__PROBLEM DESCRIPTION__.
Copy the rows below word for word, leaving out the pictures.

Records in a dataset
####################
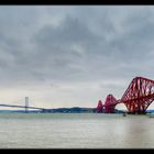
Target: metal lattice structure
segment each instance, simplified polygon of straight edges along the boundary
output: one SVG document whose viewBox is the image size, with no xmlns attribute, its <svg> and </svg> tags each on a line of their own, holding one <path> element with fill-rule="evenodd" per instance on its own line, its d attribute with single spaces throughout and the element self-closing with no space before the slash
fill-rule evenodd
<svg viewBox="0 0 154 154">
<path fill-rule="evenodd" d="M 108 95 L 105 102 L 106 113 L 113 113 L 117 103 L 117 99 L 112 95 Z"/>
<path fill-rule="evenodd" d="M 153 100 L 154 80 L 135 77 L 121 99 L 117 100 L 112 95 L 108 95 L 102 108 L 105 108 L 106 113 L 112 113 L 118 103 L 124 103 L 130 113 L 145 113 Z"/>
<path fill-rule="evenodd" d="M 98 112 L 98 113 L 102 113 L 102 110 L 103 110 L 102 101 L 99 100 L 99 101 L 98 101 L 98 106 L 97 106 L 97 112 Z"/>
<path fill-rule="evenodd" d="M 129 112 L 144 113 L 154 100 L 154 80 L 135 77 L 121 98 Z"/>
</svg>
####################
__SOLUTION__.
Target: metal lattice structure
segment each instance, simplified polygon of straight edges along the boundary
output: one SVG document whose viewBox is the image size, with no xmlns attribute, its <svg> and </svg> tags each on a line of their own, holding one <path> element with fill-rule="evenodd" per instance on its own line, its d attribute with single spaces throughout and the element self-closing with no space before the slash
fill-rule evenodd
<svg viewBox="0 0 154 154">
<path fill-rule="evenodd" d="M 108 95 L 105 102 L 106 113 L 113 113 L 117 103 L 117 99 L 112 95 Z"/>
<path fill-rule="evenodd" d="M 153 100 L 154 80 L 135 77 L 121 99 L 117 100 L 112 95 L 108 95 L 102 108 L 105 108 L 106 113 L 112 113 L 118 103 L 124 103 L 130 113 L 145 113 Z"/>
<path fill-rule="evenodd" d="M 98 112 L 98 113 L 102 113 L 102 110 L 103 110 L 102 101 L 99 100 L 99 101 L 98 101 L 98 106 L 97 106 L 97 112 Z"/>
<path fill-rule="evenodd" d="M 129 112 L 144 113 L 154 100 L 154 80 L 135 77 L 121 98 Z"/>
</svg>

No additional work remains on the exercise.